## START Records shown

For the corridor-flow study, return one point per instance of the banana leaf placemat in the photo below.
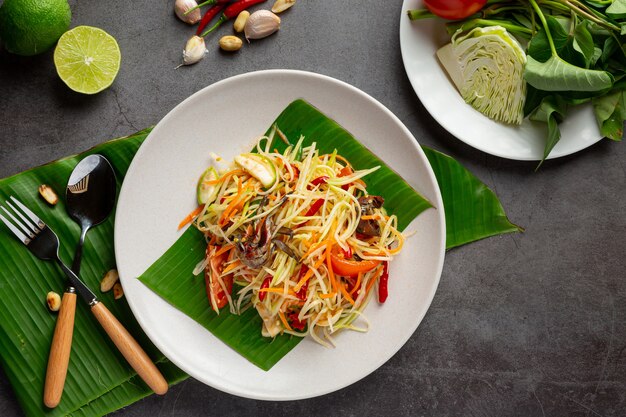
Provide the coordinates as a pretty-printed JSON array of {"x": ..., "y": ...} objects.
[{"x": 99, "y": 380}]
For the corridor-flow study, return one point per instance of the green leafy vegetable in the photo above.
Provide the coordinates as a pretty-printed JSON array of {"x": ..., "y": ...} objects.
[
  {"x": 558, "y": 75},
  {"x": 472, "y": 212},
  {"x": 611, "y": 112},
  {"x": 575, "y": 54},
  {"x": 487, "y": 67},
  {"x": 551, "y": 111}
]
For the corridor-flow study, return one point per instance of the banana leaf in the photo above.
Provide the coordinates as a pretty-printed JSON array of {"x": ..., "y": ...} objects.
[
  {"x": 99, "y": 381},
  {"x": 171, "y": 275},
  {"x": 473, "y": 211}
]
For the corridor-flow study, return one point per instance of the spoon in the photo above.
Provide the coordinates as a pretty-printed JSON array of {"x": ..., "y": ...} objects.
[{"x": 90, "y": 197}]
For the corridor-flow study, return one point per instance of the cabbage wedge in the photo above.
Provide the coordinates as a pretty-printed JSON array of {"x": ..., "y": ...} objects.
[{"x": 487, "y": 67}]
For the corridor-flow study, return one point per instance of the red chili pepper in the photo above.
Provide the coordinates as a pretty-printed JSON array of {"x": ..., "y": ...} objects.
[
  {"x": 232, "y": 11},
  {"x": 303, "y": 290},
  {"x": 319, "y": 180},
  {"x": 382, "y": 283},
  {"x": 315, "y": 207},
  {"x": 345, "y": 171},
  {"x": 265, "y": 284},
  {"x": 296, "y": 323},
  {"x": 208, "y": 16}
]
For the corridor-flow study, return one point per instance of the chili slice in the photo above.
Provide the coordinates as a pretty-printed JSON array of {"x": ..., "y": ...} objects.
[
  {"x": 383, "y": 291},
  {"x": 319, "y": 180},
  {"x": 315, "y": 207},
  {"x": 266, "y": 284},
  {"x": 295, "y": 322},
  {"x": 303, "y": 290},
  {"x": 208, "y": 16}
]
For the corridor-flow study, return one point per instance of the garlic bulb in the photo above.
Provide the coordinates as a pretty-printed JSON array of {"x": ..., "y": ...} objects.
[
  {"x": 182, "y": 6},
  {"x": 282, "y": 5},
  {"x": 260, "y": 24},
  {"x": 194, "y": 51}
]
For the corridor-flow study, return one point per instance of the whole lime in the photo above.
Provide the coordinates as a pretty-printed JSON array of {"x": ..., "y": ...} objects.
[{"x": 30, "y": 27}]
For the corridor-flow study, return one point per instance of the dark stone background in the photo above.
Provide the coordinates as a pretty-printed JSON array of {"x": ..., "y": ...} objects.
[{"x": 528, "y": 324}]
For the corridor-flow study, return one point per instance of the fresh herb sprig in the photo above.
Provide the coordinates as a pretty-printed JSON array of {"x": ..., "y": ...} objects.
[{"x": 575, "y": 52}]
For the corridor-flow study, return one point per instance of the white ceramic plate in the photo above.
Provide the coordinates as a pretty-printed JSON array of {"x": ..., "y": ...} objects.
[
  {"x": 419, "y": 41},
  {"x": 159, "y": 190}
]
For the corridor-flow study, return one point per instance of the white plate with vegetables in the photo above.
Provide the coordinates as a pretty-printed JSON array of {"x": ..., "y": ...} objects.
[
  {"x": 160, "y": 189},
  {"x": 419, "y": 41}
]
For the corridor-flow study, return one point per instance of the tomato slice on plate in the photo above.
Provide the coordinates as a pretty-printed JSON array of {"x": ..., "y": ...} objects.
[{"x": 454, "y": 9}]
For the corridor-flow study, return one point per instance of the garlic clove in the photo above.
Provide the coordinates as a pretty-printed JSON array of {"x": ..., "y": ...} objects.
[
  {"x": 194, "y": 51},
  {"x": 282, "y": 5},
  {"x": 118, "y": 291},
  {"x": 230, "y": 43},
  {"x": 109, "y": 279},
  {"x": 181, "y": 7},
  {"x": 54, "y": 301},
  {"x": 241, "y": 20},
  {"x": 260, "y": 24},
  {"x": 48, "y": 194}
]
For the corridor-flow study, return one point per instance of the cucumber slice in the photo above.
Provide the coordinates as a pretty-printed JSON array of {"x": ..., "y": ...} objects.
[
  {"x": 259, "y": 166},
  {"x": 207, "y": 192}
]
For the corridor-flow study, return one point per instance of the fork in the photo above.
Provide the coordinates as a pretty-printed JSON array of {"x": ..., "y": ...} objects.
[{"x": 44, "y": 244}]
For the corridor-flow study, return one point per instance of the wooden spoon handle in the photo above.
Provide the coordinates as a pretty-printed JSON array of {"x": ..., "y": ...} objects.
[
  {"x": 130, "y": 349},
  {"x": 60, "y": 351}
]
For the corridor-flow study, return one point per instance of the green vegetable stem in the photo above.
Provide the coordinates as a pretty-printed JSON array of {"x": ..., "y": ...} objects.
[{"x": 575, "y": 54}]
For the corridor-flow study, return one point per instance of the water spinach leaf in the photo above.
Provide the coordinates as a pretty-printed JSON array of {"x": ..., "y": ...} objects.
[
  {"x": 558, "y": 75},
  {"x": 551, "y": 111},
  {"x": 610, "y": 111},
  {"x": 617, "y": 10}
]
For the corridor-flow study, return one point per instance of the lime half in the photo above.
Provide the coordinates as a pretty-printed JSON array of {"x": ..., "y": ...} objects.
[{"x": 87, "y": 59}]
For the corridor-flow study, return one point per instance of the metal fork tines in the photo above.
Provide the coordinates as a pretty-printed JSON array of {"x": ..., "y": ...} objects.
[
  {"x": 25, "y": 230},
  {"x": 30, "y": 229},
  {"x": 39, "y": 239}
]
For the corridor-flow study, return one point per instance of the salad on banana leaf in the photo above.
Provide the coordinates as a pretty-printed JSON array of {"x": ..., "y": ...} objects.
[
  {"x": 514, "y": 59},
  {"x": 296, "y": 236}
]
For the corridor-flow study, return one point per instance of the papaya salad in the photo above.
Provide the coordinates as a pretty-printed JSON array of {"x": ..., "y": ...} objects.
[{"x": 296, "y": 236}]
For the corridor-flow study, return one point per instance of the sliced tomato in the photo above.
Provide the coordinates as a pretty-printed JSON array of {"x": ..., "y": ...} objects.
[
  {"x": 215, "y": 292},
  {"x": 454, "y": 9},
  {"x": 349, "y": 267}
]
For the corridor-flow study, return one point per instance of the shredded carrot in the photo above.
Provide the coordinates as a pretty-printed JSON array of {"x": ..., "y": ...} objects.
[
  {"x": 329, "y": 295},
  {"x": 308, "y": 274},
  {"x": 234, "y": 206},
  {"x": 225, "y": 176},
  {"x": 373, "y": 280},
  {"x": 339, "y": 157},
  {"x": 370, "y": 217},
  {"x": 284, "y": 320},
  {"x": 278, "y": 290},
  {"x": 343, "y": 290},
  {"x": 329, "y": 266},
  {"x": 358, "y": 283},
  {"x": 231, "y": 267},
  {"x": 396, "y": 250},
  {"x": 223, "y": 249},
  {"x": 315, "y": 247},
  {"x": 190, "y": 217}
]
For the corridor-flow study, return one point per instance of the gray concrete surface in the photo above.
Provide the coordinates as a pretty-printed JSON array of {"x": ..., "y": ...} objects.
[{"x": 528, "y": 324}]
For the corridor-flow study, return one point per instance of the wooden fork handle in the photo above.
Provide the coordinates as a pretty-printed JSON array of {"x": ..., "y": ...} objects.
[
  {"x": 130, "y": 349},
  {"x": 60, "y": 351}
]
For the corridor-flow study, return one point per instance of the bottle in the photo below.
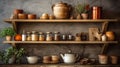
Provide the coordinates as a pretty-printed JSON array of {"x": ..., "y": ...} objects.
[
  {"x": 28, "y": 36},
  {"x": 56, "y": 36},
  {"x": 34, "y": 36},
  {"x": 23, "y": 36},
  {"x": 104, "y": 37},
  {"x": 48, "y": 36},
  {"x": 64, "y": 37},
  {"x": 41, "y": 36}
]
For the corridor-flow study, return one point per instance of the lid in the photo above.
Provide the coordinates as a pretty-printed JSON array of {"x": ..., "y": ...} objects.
[{"x": 61, "y": 4}]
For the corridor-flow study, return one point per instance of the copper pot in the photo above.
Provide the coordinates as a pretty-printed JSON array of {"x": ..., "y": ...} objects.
[
  {"x": 22, "y": 16},
  {"x": 31, "y": 16},
  {"x": 61, "y": 10},
  {"x": 110, "y": 36}
]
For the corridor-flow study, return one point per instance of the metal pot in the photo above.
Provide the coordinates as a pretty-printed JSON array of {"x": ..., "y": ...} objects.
[{"x": 61, "y": 10}]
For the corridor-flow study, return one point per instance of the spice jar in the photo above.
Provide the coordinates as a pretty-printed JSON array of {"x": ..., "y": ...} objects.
[
  {"x": 48, "y": 36},
  {"x": 41, "y": 36},
  {"x": 64, "y": 37},
  {"x": 34, "y": 36},
  {"x": 96, "y": 12},
  {"x": 56, "y": 36},
  {"x": 28, "y": 36}
]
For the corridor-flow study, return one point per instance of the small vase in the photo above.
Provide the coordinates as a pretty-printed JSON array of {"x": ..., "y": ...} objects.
[
  {"x": 110, "y": 36},
  {"x": 8, "y": 38},
  {"x": 114, "y": 59},
  {"x": 84, "y": 15},
  {"x": 103, "y": 59},
  {"x": 11, "y": 60}
]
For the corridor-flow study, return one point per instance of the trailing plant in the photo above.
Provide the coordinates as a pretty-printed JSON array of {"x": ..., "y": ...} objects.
[
  {"x": 7, "y": 31},
  {"x": 12, "y": 52}
]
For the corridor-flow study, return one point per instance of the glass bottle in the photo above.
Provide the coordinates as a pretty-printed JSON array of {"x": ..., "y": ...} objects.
[
  {"x": 28, "y": 36},
  {"x": 41, "y": 36},
  {"x": 48, "y": 36},
  {"x": 23, "y": 36},
  {"x": 56, "y": 36},
  {"x": 34, "y": 36}
]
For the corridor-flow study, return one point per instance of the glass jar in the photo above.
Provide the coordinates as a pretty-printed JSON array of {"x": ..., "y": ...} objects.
[
  {"x": 28, "y": 36},
  {"x": 48, "y": 36},
  {"x": 56, "y": 36},
  {"x": 34, "y": 36},
  {"x": 63, "y": 37},
  {"x": 41, "y": 36}
]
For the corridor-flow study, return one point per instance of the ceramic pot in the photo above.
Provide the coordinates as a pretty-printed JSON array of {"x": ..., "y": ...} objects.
[
  {"x": 114, "y": 59},
  {"x": 61, "y": 10},
  {"x": 69, "y": 58},
  {"x": 110, "y": 36},
  {"x": 103, "y": 59},
  {"x": 84, "y": 15},
  {"x": 11, "y": 60},
  {"x": 22, "y": 16},
  {"x": 31, "y": 16},
  {"x": 8, "y": 38}
]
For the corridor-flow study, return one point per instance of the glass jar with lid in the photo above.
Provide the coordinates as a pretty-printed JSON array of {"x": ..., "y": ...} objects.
[
  {"x": 41, "y": 36},
  {"x": 56, "y": 36},
  {"x": 28, "y": 36},
  {"x": 48, "y": 36},
  {"x": 34, "y": 36}
]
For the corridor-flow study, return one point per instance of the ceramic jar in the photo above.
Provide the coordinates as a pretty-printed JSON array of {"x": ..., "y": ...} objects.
[
  {"x": 110, "y": 36},
  {"x": 61, "y": 10},
  {"x": 103, "y": 59}
]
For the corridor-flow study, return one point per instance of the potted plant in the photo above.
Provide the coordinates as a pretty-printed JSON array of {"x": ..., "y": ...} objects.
[
  {"x": 7, "y": 32},
  {"x": 12, "y": 55},
  {"x": 82, "y": 10}
]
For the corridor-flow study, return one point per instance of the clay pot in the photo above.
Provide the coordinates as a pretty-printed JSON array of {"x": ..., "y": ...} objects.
[
  {"x": 22, "y": 16},
  {"x": 31, "y": 16},
  {"x": 103, "y": 59},
  {"x": 114, "y": 59},
  {"x": 17, "y": 11},
  {"x": 110, "y": 36},
  {"x": 61, "y": 10},
  {"x": 8, "y": 38},
  {"x": 84, "y": 15}
]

## END Records shown

What you will do — Reproduce verbatim everything from the line containing "clay pot in the photo above." down to the end of the data above, including both of those ends.

The completed task —
For the corridor-flow study, return one point per instance of the clay pot in the photo above.
Provide the coordinates as a pretty-printed JSON array of {"x": ..., "y": ...} objects.
[
  {"x": 22, "y": 16},
  {"x": 31, "y": 16},
  {"x": 103, "y": 59},
  {"x": 114, "y": 59},
  {"x": 17, "y": 11},
  {"x": 110, "y": 36},
  {"x": 61, "y": 10},
  {"x": 8, "y": 38},
  {"x": 84, "y": 15}
]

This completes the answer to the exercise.